Exercise instructions =
In the stretch from the line containing "Player-spacing review: tag the blue" through the end of the material, change every "flag pole" to "flagpole" and reproduce those lines with nothing else altered.
---------- Data records
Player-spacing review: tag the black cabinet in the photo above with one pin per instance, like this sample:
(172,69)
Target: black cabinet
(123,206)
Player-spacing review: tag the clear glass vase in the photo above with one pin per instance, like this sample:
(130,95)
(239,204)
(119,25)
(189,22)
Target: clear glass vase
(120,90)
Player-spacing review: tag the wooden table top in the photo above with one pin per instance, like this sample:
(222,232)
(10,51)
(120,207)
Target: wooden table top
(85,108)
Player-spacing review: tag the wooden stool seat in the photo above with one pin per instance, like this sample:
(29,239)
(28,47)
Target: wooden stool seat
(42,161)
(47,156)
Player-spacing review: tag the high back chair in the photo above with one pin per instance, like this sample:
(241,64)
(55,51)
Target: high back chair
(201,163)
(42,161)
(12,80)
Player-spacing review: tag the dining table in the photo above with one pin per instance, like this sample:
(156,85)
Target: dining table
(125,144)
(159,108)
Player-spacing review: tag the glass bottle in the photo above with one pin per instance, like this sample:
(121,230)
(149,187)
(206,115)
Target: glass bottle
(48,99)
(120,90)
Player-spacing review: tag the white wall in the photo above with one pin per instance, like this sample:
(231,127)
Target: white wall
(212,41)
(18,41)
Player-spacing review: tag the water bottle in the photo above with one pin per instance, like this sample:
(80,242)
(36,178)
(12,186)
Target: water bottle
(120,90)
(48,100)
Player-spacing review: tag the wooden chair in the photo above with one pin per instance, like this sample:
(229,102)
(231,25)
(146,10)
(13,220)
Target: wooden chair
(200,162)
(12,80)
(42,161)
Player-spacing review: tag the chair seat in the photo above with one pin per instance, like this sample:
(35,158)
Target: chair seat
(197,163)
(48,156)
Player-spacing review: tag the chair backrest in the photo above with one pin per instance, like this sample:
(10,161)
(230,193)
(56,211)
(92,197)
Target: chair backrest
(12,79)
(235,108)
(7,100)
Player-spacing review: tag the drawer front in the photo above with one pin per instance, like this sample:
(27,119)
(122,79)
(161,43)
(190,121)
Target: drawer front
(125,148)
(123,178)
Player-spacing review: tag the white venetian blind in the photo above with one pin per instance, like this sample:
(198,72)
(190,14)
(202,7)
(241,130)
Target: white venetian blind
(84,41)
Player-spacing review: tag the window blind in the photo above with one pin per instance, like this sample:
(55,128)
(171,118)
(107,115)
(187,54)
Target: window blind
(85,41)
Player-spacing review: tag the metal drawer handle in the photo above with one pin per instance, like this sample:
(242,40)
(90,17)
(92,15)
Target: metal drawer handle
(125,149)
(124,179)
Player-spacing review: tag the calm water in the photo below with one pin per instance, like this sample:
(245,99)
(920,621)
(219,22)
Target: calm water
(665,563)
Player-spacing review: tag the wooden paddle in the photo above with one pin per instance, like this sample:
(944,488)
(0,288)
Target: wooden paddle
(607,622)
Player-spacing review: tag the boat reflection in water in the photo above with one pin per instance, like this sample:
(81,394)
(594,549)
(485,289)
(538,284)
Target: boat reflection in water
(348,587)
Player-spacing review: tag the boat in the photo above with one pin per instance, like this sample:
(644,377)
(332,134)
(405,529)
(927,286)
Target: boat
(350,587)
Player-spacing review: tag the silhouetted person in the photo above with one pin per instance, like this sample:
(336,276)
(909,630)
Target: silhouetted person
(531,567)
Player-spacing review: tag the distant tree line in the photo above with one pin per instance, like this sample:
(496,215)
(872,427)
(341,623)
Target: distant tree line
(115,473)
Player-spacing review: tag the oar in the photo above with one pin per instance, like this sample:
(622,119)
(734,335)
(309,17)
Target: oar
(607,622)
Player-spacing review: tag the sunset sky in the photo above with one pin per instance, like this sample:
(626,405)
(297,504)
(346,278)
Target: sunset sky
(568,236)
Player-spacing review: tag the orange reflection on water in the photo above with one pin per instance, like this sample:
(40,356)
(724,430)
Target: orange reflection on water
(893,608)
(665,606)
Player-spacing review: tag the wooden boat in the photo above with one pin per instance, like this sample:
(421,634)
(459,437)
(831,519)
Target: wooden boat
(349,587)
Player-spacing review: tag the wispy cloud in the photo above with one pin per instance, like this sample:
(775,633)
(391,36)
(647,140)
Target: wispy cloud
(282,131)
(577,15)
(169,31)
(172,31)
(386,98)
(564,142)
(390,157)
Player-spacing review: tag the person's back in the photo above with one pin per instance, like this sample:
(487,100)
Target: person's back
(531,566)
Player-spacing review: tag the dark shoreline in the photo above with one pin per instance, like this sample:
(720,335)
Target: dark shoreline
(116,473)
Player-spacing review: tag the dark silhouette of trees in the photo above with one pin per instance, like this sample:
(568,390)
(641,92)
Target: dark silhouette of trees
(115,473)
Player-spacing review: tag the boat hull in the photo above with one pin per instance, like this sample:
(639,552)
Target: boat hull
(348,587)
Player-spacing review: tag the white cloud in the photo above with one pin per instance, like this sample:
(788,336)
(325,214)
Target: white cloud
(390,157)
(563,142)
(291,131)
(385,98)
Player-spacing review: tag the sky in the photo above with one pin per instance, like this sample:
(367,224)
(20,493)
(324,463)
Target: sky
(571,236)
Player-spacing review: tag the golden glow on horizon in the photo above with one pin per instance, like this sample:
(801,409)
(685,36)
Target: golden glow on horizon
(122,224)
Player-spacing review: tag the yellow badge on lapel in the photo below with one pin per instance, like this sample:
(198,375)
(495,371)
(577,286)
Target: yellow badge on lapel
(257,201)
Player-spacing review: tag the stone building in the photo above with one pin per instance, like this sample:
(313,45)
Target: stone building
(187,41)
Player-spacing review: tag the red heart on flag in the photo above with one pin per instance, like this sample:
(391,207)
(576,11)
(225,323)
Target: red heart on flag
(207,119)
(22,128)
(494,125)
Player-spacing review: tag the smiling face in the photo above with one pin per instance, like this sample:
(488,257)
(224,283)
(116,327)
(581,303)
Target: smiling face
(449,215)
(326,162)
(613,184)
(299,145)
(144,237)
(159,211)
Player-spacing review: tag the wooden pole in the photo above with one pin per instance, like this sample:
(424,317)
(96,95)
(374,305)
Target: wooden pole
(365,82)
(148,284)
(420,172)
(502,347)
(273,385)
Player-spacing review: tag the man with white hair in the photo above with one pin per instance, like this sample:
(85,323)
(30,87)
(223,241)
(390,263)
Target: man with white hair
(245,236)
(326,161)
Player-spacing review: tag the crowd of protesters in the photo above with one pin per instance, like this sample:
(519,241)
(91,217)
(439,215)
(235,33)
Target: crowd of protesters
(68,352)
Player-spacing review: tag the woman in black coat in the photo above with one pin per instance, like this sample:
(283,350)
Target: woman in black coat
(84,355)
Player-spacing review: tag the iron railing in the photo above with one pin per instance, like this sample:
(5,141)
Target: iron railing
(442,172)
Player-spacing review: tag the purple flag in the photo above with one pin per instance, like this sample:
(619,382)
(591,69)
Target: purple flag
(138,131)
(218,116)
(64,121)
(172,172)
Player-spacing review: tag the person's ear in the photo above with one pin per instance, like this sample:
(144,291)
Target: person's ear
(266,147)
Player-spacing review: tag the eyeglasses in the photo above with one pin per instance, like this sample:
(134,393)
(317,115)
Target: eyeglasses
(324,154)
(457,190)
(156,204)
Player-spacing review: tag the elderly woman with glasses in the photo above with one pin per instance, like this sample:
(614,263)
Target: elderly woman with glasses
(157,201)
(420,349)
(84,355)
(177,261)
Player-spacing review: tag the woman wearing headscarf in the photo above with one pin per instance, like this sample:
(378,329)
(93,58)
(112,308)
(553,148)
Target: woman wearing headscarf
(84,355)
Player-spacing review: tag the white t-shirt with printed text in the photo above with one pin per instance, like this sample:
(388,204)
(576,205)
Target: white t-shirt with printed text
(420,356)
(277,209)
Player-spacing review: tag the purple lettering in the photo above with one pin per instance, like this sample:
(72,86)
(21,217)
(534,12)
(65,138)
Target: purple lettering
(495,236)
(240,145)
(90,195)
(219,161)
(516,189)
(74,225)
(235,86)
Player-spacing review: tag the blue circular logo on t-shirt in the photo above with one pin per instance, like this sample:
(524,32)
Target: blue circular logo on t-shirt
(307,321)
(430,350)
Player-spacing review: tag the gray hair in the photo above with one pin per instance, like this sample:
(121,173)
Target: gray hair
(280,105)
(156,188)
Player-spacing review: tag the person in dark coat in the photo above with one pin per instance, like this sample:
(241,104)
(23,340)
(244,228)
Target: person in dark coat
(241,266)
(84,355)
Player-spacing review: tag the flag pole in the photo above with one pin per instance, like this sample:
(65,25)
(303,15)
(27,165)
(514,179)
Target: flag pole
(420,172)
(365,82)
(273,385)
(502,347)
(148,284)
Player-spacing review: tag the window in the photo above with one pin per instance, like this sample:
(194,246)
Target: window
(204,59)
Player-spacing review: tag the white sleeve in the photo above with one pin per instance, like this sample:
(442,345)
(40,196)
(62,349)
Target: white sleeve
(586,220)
--------------------
In response =
Player-spacing review: tag the blue circular logo on t-shirt in the photo above with one pin per instance, like this sample:
(524,32)
Target: blue circular logo on t-shirt
(307,321)
(430,350)
Player-spacing review: tag the gray hair in the photo above with one pin per instance, like this sample:
(121,173)
Target: gray hair
(280,105)
(156,188)
Player-spacing review: tag the person in dark coat in the photo above with one pin per instance, like this sample:
(241,104)
(23,340)
(244,228)
Target: person in dark coat
(241,266)
(84,355)
Player-spacing review: tag the flagpole in the photo above with one pin per instance, like this sample:
(65,25)
(303,15)
(27,165)
(514,179)
Target: flagpole
(420,172)
(365,82)
(273,385)
(502,347)
(148,284)
Player-spacing review: tag the window in the photo above with one pin per instance, like this sample:
(194,246)
Target: window
(204,59)
Player-spacing review: tag the white sleeve in the photo above with one pin per instance, like this sample:
(442,345)
(40,196)
(62,349)
Target: white sleeve
(586,220)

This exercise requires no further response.